Can you repeat, word for word, the stretch of the entries below from the line containing "target: man in blue suit" through the line containing "M 234 189 L"?

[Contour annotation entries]
★ ★ ★ ★
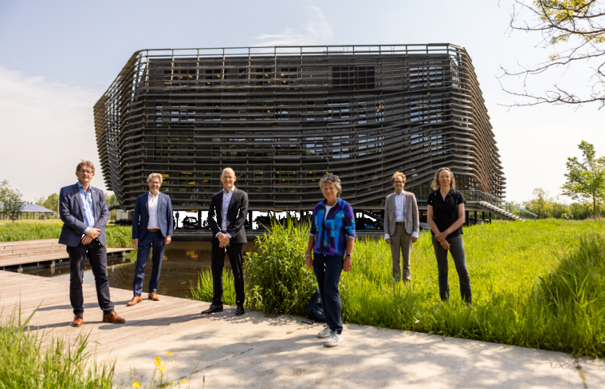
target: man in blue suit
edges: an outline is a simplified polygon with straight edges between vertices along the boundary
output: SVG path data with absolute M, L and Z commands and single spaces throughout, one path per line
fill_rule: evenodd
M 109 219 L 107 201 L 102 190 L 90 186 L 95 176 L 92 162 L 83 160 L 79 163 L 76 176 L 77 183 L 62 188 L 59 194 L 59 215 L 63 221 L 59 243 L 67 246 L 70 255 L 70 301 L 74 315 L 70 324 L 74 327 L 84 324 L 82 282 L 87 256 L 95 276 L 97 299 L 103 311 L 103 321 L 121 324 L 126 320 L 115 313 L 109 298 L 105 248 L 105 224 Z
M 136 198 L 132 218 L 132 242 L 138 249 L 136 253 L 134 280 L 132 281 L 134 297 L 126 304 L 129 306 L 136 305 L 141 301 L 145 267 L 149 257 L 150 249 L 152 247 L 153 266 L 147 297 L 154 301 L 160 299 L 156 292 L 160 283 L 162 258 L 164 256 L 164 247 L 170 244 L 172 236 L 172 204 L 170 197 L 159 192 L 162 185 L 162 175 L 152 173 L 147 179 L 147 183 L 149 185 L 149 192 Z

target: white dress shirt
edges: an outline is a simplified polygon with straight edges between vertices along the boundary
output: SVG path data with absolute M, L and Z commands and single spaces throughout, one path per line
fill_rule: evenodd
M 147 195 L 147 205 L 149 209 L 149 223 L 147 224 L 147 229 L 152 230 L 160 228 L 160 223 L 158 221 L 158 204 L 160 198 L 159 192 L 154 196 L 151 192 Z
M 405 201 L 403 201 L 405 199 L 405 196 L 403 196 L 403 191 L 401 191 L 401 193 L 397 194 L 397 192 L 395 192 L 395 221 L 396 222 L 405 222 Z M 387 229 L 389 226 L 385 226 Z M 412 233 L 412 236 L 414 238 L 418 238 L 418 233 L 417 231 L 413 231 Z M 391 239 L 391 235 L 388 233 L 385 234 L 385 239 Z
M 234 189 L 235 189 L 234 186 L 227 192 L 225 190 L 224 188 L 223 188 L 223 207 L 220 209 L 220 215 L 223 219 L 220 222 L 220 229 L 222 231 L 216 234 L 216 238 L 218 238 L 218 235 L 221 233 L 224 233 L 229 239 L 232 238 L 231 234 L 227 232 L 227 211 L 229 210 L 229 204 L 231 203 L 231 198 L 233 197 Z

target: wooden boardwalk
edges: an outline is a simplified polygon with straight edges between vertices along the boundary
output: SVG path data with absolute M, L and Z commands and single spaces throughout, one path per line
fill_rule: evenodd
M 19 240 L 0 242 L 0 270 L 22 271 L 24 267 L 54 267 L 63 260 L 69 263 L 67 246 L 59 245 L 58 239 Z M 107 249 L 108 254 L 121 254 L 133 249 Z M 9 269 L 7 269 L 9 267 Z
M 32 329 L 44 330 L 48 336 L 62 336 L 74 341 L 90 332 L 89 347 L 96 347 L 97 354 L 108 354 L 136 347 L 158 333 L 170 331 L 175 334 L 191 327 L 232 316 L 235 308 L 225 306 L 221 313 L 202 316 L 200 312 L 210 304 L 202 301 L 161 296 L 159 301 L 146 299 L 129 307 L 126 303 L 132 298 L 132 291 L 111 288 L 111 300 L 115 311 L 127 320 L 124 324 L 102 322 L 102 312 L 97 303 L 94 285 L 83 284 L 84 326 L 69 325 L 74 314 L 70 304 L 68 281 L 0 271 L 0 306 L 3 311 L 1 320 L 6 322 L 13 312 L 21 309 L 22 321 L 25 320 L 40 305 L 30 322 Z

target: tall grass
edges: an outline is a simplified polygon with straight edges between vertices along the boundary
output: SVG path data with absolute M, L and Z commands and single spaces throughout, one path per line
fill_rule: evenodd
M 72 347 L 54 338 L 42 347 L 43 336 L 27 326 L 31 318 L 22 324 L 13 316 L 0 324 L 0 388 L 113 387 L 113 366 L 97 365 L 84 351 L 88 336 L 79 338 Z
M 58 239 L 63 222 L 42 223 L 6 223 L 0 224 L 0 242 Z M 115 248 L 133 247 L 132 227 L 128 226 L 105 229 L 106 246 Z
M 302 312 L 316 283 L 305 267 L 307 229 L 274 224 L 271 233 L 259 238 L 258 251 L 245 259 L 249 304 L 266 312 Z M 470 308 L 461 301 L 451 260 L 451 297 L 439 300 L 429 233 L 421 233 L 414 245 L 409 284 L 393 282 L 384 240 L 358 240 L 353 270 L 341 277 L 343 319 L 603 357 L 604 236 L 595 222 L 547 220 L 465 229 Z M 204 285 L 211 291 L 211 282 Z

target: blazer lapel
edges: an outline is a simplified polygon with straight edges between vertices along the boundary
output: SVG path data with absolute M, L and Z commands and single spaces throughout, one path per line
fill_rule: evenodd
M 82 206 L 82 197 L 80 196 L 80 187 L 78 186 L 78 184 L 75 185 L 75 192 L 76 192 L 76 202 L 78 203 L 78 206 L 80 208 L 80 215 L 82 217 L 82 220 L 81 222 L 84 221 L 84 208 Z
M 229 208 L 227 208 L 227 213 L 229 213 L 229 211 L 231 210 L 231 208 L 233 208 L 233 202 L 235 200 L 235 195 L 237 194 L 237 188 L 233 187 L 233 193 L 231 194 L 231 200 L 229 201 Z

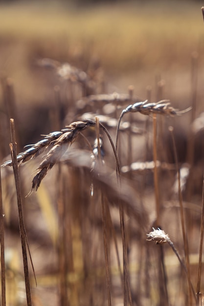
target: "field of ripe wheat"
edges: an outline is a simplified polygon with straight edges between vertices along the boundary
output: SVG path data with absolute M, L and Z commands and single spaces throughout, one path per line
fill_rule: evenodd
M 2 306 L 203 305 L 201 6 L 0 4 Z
★ ★ ★ ★
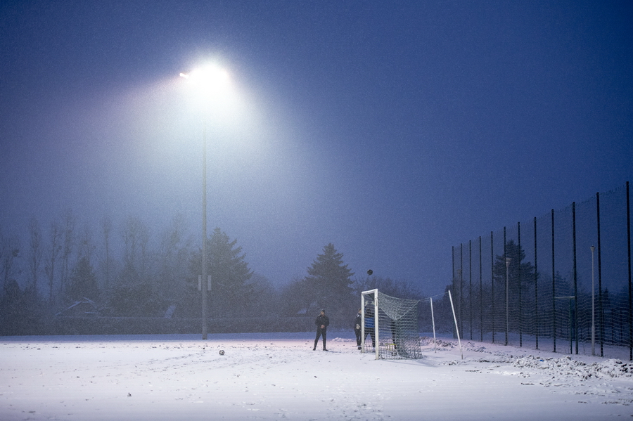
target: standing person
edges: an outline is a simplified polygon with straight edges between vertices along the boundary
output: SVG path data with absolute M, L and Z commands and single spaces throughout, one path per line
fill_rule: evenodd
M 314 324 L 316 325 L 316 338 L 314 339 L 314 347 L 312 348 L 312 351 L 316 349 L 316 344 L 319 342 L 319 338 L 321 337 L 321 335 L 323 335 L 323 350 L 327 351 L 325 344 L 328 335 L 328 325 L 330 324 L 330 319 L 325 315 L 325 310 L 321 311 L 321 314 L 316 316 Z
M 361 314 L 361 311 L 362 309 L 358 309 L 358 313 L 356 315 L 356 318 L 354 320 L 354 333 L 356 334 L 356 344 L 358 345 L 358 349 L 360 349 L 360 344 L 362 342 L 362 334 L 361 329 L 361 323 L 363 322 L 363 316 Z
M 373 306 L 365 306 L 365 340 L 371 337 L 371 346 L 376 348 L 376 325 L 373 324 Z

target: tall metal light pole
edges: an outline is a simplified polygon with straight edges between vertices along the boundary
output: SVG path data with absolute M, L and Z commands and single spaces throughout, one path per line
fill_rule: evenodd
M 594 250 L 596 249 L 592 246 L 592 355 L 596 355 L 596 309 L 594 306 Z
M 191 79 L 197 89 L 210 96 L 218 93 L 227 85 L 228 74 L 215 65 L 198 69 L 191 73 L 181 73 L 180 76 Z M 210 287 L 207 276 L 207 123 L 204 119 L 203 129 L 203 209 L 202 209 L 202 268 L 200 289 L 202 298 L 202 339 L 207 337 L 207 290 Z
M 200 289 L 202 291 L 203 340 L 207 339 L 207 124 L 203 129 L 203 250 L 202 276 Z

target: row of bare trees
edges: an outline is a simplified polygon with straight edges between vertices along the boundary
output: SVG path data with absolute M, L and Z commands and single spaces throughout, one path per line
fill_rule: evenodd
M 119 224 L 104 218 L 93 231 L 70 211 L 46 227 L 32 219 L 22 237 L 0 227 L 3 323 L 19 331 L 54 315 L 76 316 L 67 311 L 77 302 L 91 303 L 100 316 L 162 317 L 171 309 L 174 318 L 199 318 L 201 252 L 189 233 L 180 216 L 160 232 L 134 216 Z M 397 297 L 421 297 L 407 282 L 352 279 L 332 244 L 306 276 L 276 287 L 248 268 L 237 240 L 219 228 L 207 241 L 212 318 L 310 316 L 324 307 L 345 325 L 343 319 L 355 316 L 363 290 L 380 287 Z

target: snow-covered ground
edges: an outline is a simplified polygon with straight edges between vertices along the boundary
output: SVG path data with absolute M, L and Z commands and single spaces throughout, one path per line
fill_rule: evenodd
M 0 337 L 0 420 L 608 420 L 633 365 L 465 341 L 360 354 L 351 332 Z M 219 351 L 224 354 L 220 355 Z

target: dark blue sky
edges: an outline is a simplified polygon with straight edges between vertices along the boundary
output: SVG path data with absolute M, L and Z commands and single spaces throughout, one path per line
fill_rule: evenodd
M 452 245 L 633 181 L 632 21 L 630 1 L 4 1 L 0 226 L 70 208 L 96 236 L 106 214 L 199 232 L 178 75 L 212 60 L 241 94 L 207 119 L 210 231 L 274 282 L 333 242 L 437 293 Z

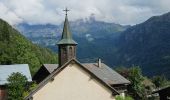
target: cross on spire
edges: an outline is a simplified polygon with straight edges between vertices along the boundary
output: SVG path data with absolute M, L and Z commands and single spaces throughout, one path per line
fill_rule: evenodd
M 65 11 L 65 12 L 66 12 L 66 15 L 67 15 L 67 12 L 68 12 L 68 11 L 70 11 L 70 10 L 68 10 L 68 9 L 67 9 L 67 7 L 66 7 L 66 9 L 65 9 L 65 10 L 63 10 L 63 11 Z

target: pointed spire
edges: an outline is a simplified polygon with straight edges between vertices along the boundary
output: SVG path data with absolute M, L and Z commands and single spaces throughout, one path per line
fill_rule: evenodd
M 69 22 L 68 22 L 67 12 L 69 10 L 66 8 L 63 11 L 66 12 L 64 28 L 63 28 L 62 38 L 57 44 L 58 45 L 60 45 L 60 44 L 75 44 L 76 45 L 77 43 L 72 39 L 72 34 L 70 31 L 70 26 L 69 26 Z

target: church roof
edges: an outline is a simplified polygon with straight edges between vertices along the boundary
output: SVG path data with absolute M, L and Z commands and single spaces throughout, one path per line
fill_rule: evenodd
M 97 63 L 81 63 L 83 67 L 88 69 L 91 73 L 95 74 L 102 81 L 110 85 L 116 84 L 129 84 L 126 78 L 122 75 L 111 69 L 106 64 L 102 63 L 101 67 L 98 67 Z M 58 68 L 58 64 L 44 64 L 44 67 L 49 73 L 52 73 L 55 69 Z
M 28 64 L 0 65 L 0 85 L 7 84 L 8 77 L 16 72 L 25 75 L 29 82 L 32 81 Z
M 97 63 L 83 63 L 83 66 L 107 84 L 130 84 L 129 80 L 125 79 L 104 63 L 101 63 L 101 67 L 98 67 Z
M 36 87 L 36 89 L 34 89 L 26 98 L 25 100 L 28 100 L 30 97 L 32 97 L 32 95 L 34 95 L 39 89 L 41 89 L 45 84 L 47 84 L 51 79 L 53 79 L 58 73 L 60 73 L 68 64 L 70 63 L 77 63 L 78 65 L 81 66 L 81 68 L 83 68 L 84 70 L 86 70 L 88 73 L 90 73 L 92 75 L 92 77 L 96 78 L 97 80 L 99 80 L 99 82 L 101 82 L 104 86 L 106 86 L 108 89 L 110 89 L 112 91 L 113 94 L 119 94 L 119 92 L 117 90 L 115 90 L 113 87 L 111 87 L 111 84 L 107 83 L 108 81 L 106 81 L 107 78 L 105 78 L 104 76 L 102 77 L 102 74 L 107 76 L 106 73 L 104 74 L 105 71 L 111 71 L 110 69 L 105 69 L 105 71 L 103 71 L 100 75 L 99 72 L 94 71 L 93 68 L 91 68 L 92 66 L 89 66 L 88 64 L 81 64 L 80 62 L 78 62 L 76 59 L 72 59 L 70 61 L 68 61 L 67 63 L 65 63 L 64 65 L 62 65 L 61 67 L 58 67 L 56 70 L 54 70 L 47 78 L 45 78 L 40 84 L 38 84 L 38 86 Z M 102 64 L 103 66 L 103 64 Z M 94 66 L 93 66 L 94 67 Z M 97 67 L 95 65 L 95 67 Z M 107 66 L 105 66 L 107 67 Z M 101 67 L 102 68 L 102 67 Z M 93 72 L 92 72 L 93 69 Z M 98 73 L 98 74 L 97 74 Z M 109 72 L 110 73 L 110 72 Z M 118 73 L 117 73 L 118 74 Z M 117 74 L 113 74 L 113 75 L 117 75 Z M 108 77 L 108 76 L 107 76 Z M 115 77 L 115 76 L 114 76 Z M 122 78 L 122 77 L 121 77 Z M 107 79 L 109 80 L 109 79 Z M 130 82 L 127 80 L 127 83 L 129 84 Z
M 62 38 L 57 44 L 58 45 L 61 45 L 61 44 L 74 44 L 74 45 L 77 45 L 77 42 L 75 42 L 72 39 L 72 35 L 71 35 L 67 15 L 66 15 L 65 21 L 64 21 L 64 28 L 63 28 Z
★ ★ ★ ★
EXERCISE RESULT:
target: man in blue suit
edges: an outline is a simplified polygon with straight edges between vertices along the boundary
output: SVG path data with absolute M, L and Z commands and single spaces throughout, one path per line
fill_rule: evenodd
M 109 219 L 107 201 L 102 190 L 90 186 L 95 176 L 92 162 L 83 160 L 79 163 L 76 176 L 77 183 L 62 188 L 59 194 L 59 215 L 63 221 L 59 243 L 67 246 L 70 255 L 70 301 L 74 315 L 70 324 L 74 327 L 84 324 L 82 282 L 87 256 L 95 276 L 97 299 L 103 311 L 103 321 L 121 324 L 126 320 L 115 313 L 109 298 L 105 248 L 105 224 Z
M 136 198 L 132 218 L 132 242 L 138 249 L 136 253 L 134 280 L 132 281 L 134 297 L 126 304 L 129 306 L 136 305 L 141 301 L 145 267 L 149 257 L 150 249 L 152 247 L 153 266 L 147 297 L 154 301 L 160 299 L 156 292 L 160 283 L 162 258 L 164 256 L 164 247 L 170 244 L 172 236 L 172 204 L 170 197 L 159 192 L 162 185 L 162 175 L 152 173 L 147 179 L 147 183 L 149 185 L 149 192 Z

target: white dress shirt
edges: an outline is a simplified polygon with straight edges between vertices along the boundary
output: SVG path data with absolute M, L and Z commands and single spaces throughout, one path per line
fill_rule: evenodd
M 147 195 L 147 205 L 149 209 L 149 223 L 147 224 L 147 229 L 152 230 L 160 228 L 160 223 L 158 221 L 158 204 L 160 198 L 159 192 L 154 196 L 151 192 Z
M 405 201 L 403 201 L 405 199 L 405 196 L 403 196 L 403 191 L 401 191 L 401 193 L 397 194 L 397 192 L 395 192 L 395 221 L 396 222 L 405 222 Z M 387 229 L 389 226 L 385 226 Z M 412 233 L 412 236 L 414 238 L 418 238 L 418 233 L 417 231 L 413 231 Z M 391 239 L 391 235 L 388 233 L 385 234 L 385 239 Z
M 234 189 L 235 189 L 234 186 L 227 192 L 225 190 L 224 188 L 223 188 L 223 207 L 220 209 L 220 215 L 223 219 L 220 222 L 220 229 L 222 231 L 216 234 L 216 238 L 218 238 L 218 235 L 221 233 L 224 233 L 229 239 L 232 238 L 231 234 L 227 232 L 227 211 L 229 210 L 229 204 L 231 203 L 231 198 L 233 197 Z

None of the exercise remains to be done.